Document excerpt:
◆ ◆ ◆ ◆ ◆
Since the release of ChatGPT, there has been significant interest and discussion within the broader AI and natural language processing communities regarding its capabilities. In addition to this, ChatGPT has captured the attention of the internet at large due to its remarkable ability to generate fluent and natural-sounding responses across a wide range of prompts and language tasks. Due to this, it became fastest growing consumer application in the history, just two months after the launch. ChatGPT is fine-tuned from a model in the GPT-3.5 series and can write articles, jokes, poetrys in response to the prompt. Though powerful, there have also been concerns raised about the potential risks associated with it and other large language models (LLMs), particularly with respect to issues such as bias, and misinformation. One of the major concern for LLMs is that it suffers from hallucination
.
Hallucination refers to the phenomenon where the model generates responses that are not supported by the input or are inconsistent with reality. This can happen when the model generates text that appears to be coherent and relevant, but is not grounded in any factual or contextual information.
◆ ◆ ◆ ◆ ◆
Entries supplied:
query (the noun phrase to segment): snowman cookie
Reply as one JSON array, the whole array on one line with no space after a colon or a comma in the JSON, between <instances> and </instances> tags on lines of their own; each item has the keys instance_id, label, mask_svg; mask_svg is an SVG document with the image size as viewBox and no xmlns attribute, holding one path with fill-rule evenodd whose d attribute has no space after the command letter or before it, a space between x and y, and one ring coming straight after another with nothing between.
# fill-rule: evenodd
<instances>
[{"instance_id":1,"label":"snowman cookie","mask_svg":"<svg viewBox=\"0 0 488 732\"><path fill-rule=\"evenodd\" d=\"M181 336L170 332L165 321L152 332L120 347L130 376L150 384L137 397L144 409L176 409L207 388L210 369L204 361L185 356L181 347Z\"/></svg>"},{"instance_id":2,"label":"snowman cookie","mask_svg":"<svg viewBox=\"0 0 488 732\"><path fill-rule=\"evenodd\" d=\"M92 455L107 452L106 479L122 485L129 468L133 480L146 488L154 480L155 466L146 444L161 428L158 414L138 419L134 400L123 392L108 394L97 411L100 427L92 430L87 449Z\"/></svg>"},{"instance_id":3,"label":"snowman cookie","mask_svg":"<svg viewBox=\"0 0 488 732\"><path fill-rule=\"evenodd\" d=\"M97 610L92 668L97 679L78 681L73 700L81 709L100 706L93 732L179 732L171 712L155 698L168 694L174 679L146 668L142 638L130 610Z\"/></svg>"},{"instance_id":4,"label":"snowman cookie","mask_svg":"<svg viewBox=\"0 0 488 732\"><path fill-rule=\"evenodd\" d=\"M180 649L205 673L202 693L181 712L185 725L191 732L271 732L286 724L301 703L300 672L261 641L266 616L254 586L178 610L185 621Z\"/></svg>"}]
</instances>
◆ ◆ ◆ ◆ ◆
Work request 1: According to the ChatGPT passage, how long after its launch did ChatGPT become the fastest growing consumer application?
Work request 2: Output the ChatGPT passage word for word from "Hallucination refers to" to "or contextual information.".

Task output 1: Two months after the launch.

Task output 2:
Hallucination refers to the phenomenon where the model generates responses that are not supported by the input or are inconsistent with reality. This can happen when the model generates text that appears to be coherent and relevant, but is not grounded in any factual or contextual information.